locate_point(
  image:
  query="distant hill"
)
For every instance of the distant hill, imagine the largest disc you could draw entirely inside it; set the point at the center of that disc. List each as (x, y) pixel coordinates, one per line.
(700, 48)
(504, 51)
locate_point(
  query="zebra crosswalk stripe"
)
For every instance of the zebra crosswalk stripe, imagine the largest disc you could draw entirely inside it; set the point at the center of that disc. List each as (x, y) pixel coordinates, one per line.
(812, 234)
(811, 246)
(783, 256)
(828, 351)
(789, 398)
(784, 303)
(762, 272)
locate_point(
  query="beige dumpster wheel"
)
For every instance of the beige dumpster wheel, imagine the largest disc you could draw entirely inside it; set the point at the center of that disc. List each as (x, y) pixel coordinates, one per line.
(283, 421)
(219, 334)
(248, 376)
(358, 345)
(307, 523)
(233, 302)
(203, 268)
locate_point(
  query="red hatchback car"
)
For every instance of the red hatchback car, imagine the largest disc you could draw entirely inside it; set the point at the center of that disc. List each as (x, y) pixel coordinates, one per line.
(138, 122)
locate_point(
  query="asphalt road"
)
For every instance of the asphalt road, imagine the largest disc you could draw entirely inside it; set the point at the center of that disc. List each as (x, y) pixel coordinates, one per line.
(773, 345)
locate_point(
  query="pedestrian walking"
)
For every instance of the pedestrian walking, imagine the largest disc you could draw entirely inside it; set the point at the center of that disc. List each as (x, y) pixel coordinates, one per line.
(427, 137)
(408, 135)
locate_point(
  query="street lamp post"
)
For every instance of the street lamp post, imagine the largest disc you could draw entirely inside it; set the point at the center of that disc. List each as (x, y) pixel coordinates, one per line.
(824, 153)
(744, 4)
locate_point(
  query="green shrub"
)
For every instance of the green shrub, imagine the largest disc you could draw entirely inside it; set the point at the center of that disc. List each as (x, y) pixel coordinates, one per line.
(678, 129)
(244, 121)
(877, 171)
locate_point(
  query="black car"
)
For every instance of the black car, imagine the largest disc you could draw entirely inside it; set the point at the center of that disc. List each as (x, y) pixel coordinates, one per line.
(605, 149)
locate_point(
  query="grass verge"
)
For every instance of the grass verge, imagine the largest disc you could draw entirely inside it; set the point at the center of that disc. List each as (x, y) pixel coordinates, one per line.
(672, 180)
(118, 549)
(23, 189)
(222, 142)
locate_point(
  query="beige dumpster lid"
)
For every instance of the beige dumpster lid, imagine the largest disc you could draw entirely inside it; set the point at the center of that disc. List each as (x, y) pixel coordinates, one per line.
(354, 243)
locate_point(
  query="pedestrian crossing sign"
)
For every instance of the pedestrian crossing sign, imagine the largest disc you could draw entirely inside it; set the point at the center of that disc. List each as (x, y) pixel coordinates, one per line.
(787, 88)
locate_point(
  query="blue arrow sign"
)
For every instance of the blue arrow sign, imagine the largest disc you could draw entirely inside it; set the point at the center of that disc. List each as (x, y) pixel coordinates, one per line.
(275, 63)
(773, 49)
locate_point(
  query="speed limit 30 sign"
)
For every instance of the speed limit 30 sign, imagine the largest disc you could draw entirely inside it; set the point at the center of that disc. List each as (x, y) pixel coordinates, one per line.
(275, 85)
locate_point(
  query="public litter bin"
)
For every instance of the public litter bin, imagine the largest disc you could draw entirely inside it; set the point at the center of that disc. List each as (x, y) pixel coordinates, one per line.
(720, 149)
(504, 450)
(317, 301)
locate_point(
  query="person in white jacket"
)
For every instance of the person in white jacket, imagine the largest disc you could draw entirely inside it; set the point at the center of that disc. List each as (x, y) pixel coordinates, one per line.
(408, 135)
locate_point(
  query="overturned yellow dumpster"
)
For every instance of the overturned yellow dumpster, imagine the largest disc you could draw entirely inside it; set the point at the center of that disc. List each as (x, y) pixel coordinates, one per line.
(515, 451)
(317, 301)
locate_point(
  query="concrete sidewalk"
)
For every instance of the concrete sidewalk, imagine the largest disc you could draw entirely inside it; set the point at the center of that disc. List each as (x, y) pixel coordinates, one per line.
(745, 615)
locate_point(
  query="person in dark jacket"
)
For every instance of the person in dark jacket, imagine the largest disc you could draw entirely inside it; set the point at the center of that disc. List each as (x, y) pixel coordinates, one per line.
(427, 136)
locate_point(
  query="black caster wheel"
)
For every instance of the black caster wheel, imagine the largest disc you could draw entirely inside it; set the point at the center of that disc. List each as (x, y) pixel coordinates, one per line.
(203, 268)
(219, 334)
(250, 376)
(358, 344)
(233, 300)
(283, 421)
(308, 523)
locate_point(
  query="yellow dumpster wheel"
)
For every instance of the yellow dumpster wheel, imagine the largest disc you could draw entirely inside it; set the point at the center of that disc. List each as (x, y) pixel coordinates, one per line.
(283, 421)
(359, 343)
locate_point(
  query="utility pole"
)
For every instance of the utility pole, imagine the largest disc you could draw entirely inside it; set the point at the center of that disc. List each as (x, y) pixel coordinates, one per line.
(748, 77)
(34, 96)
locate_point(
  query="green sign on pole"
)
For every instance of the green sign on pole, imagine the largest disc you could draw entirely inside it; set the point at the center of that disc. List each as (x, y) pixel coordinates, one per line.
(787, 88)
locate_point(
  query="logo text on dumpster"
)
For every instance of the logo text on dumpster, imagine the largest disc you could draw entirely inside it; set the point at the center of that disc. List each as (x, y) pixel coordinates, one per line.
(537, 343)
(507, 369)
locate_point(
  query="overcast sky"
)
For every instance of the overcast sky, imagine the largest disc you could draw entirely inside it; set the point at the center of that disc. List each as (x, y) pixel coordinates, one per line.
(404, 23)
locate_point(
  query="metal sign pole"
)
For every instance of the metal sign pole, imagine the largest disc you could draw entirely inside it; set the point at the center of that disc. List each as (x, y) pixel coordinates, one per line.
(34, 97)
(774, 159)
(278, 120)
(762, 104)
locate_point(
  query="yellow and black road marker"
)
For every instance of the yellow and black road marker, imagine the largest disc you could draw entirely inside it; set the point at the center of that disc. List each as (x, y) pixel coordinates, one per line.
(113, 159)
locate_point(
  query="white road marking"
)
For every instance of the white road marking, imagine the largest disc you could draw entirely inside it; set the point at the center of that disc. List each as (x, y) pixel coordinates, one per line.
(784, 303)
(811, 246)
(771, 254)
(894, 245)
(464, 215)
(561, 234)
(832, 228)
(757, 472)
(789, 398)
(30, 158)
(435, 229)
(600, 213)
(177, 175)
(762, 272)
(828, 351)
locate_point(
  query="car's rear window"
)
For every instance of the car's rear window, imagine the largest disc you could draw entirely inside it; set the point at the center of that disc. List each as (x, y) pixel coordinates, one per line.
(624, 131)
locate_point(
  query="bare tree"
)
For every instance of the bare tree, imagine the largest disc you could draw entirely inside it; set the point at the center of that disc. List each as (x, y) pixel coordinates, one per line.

+--

Stated goal.
Extract every line above exactly as it stands.

The solution.
locate_point(
  image:
  query="distant hill"
)
For every instance of the distant hill, imagine the largest disc you could draw entirely inside it; set the point at the center of that disc. List each as (x, y) pixel coordinates, one per line.
(700, 48)
(504, 51)
locate_point(
  query="zebra crosswalk stripe"
)
For every instance of the zebra crosswalk stripe, imagine the largest disc you could draw entirely inside it; set the point at the center of that disc. List each as (x, y) pixel coordinates, one per line.
(812, 234)
(811, 246)
(783, 256)
(828, 351)
(789, 398)
(784, 303)
(762, 272)
locate_point(
  query="beige dumpster wheel"
)
For every instance of the beige dumpster wheel, imagine the largest disc you could draw entirely inside it; set the point at the center of that disc. List each as (x, y) pixel coordinates, one per line.
(283, 421)
(219, 334)
(248, 376)
(358, 345)
(307, 523)
(233, 302)
(203, 268)
locate_point(
  query="red hatchback car"
)
For every instance of the red hatchback car, imagine the largest disc you could draw entirely inside it; set the point at the center of that disc. List each as (x, y) pixel coordinates, one per line.
(138, 122)
locate_point(
  query="asphalt road"
)
For every instance of the asphalt road, imagine the largest disc you could draw entirely inside it; set the point at the center of that disc. List each as (x, y) pixel coordinates, one per line.
(773, 345)
locate_point(
  query="pedestrian walking"
)
For every instance of the pedestrian walking, imagine the largest disc you could draw entirely inside it; set the point at the center of that disc. List each as (x, y) pixel coordinates, one per line.
(427, 137)
(408, 135)
locate_point(
  query="street lamp post"
)
For every instance of the street lamp post, imagine the largest disc you could draw entirely inside it; set the point at the center of that disc. List each as (x, y) pixel coordinates, one per line.
(824, 153)
(744, 4)
locate_point(
  query="green shrub"
)
For every instance of the green shrub, imagine the largest disc you could draw entirely inside it; set the point at the center of that disc. List each as (x, y) pixel coordinates, one per line.
(678, 129)
(244, 121)
(877, 171)
locate_point(
  query="black car"
)
For every instance of the black car, imagine the largest disc you could draw entirely inside it; set the point at the center of that disc. List each as (x, y) pixel coordinates, one per line.
(605, 149)
locate_point(
  query="grass verge"
)
For every instance of the grass verge, imagine the largest disc you could draw entirely inside it; set the point at the center of that disc. List each as (x, y) pixel coordinates, one per line.
(672, 180)
(118, 549)
(23, 189)
(222, 142)
locate_point(
  query="beige dumpster lid"
)
For every instance of the beige dumpster lid, imagine the largest disc you could draw entirely inside it; set the point at the center of that disc. List each as (x, y) pixel coordinates, one per line.
(354, 243)
locate_point(
  query="pedestrian crossing sign"
)
For every instance of the pedestrian crossing sign, imagine the largest disc you could draw entirely inside it; set the point at the center of that disc. List each as (x, y) pixel coordinates, one per line.
(787, 88)
locate_point(
  query="blue arrow sign"
)
For every instance of the blue arrow sign, imagine the largest disc you could draw entirely inside it; set the point at the center of that disc. List each as (x, y) pixel coordinates, one per line.
(275, 63)
(773, 49)
locate_point(
  query="speed limit 30 sign"
)
For every instance of the speed limit 30 sign, imagine the largest disc you could draw entirely inside it; set the point at the center of that disc. List each as (x, y) pixel coordinates, one per line.
(275, 85)
locate_point(
  query="public litter bin"
)
For every instance of the public litter bin, imagine the largest disc you could draw entirely inside it; set the point at the center of that disc. List each as (x, y) pixel coordinates, one per line.
(720, 149)
(504, 450)
(317, 301)
locate_point(
  query="person in white jacket"
)
For every instance of the person in white jacket, imagine the largest disc you could draw entirely inside it; set the point at the center of that disc. List each as (x, y) pixel coordinates, one per line.
(408, 135)
locate_point(
  query="overturned yellow dumpster"
)
For every instance of the overturned yellow dumpster, imagine the largest disc you could draw entirely inside it; set the point at the center of that disc. List each as (x, y) pixel coordinates, one per line.
(515, 451)
(317, 301)
locate_point(
  query="concrete sidewalk"
)
For every instance of the concrete sidewalk, imagine the largest disc you could draw entirely inside it; set the point at the center of that disc. List each as (x, y) pixel coordinates, one per line.
(745, 615)
locate_point(
  query="person in dark jacket"
)
For every instance of the person in dark jacket, imagine the largest disc you could draw entirely inside it; set the point at the center of that disc. List each as (x, y) pixel coordinates, one per line.
(427, 136)
locate_point(
  query="black caster wheel"
)
For every instance of the black caster wheel, imagine the largest disc you could draw entirely inside it; set the point at the center of that disc. List each as (x, y) pixel coordinates, one per line.
(203, 268)
(219, 334)
(250, 376)
(358, 344)
(233, 300)
(283, 421)
(308, 523)
locate_point(
  query="yellow dumpster wheel"
)
For every instance of the yellow dumpster wheel, imagine the largest disc you could draw entirely inside it; set the point at the center of that disc. List each as (x, y) pixel coordinates, one per line.
(283, 421)
(359, 343)
locate_point(
  query="utility pole"
)
For every instance of the utility pole, imagine the largest disc you could draw entirely inside it; set the point at the center of that disc. List each as (x, y) pixel coordinates, one per line.
(748, 77)
(34, 96)
locate_point(
  query="green sign on pole"
)
For every instance of the green sign on pole, imagine the largest disc you could draw entirely inside it; set the point at the center of that disc. List each as (x, y) pixel coordinates, one per line.
(787, 88)
locate_point(
  query="logo text on dumpster"
)
For every instance of the logo text on dumpster, imagine the largest disc you could draw entirely inside it; set the point at the center of that disc. List each as (x, y) pixel coordinates, one per line.
(537, 343)
(507, 369)
locate_point(
  query="overcast sky"
)
For every instance of the overcast sky, imagine the largest disc you could draw entirely inside it; set the point at the center of that disc. List each as (x, y) pixel coordinates, one per line.
(404, 23)
locate_point(
  query="metal sign pole"
)
For every instance of the metal sign pole, imagine the largest disc you could draw entirely inside it; set the point at the center of that disc. List each as (x, y) pixel coordinates, one per line.
(34, 97)
(774, 159)
(278, 120)
(762, 104)
locate_point(
  query="yellow and black road marker"
)
For every instance of the yellow and black road marker, imagine the largest disc you could draw entirely inside it; set the point at the center of that disc. List each as (x, y) pixel coordinates, one per line.
(113, 159)
locate_point(
  query="white road marking"
)
For every instance of the white road marking, imagine the largest disc you could draw entirely inside it; set the point at the center of that disc. List each as (x, y) pixel coordinates, one per line.
(784, 303)
(811, 246)
(771, 254)
(894, 245)
(464, 215)
(561, 234)
(832, 228)
(757, 472)
(789, 398)
(30, 158)
(435, 229)
(600, 213)
(177, 175)
(762, 272)
(828, 351)
locate_point(
  query="car's rear window"
)
For every instance of the car's rear window, imagine the largest disc you could draw entirely inside it; set the point at the center of that disc. List each as (x, y) pixel coordinates, one per line.
(624, 131)
locate_point(
  query="bare tree"
)
For every instance of the bare tree, imagine the largest disc you could draw entirely inside it; set the point at the center of that disc. List each as (x, y) pixel coordinates, one per line.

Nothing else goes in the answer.